--- MATERIALS PROVIDED Enclosed Below ---

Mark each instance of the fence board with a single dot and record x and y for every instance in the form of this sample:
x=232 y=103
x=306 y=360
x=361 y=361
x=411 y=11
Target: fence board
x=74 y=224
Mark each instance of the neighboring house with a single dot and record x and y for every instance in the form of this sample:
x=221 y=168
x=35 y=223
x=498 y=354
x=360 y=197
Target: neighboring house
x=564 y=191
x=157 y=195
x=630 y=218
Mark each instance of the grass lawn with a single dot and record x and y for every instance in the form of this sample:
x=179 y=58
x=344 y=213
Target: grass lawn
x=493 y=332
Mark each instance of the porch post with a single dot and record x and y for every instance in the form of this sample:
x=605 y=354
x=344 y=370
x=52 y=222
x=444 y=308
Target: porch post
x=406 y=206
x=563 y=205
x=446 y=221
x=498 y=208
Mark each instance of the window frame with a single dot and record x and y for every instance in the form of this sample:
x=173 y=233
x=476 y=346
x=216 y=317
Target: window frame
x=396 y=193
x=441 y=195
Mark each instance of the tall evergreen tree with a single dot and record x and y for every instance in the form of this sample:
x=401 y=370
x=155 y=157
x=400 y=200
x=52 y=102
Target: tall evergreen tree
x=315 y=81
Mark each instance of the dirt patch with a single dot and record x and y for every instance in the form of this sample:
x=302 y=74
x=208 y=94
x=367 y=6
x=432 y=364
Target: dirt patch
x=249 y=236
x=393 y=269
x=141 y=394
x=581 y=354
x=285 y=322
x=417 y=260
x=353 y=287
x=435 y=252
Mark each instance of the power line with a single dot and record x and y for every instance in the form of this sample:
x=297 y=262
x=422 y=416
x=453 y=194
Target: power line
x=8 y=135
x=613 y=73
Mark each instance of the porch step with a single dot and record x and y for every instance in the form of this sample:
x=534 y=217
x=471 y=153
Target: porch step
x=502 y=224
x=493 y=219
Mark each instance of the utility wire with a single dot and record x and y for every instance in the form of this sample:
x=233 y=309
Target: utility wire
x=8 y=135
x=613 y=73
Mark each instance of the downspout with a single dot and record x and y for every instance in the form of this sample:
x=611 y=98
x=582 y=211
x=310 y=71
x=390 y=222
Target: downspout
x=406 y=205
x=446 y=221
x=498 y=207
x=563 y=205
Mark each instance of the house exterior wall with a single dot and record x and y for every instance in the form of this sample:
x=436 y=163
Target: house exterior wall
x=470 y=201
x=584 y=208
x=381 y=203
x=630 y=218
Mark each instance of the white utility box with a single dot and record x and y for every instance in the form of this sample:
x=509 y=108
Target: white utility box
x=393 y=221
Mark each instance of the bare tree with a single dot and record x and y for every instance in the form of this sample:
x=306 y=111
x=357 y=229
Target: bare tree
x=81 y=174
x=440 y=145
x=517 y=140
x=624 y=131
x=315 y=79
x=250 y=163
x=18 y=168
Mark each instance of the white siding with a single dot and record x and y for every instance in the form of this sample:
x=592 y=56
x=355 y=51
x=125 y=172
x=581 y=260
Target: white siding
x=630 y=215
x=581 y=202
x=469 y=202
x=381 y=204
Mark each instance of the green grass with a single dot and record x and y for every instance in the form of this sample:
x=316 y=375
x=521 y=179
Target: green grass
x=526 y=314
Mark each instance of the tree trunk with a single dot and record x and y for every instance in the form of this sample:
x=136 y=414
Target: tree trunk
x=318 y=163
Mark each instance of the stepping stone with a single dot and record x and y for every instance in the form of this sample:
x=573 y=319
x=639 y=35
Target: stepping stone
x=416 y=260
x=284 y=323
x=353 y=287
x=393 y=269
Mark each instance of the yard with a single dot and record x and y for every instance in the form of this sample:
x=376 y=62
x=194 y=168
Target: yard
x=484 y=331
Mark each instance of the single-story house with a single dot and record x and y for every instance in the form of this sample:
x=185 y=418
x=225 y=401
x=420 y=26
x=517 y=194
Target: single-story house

--- End of Enclosed MATERIALS PROVIDED ---

**EXERCISE INSTRUCTIONS**. Gather each line in the data that holds the string "story".

**THE COMPLETED TASK**.
Mark each instance of the single-story house with a single dot and record x and y for every instance in the form of this sample:
Target: single-story house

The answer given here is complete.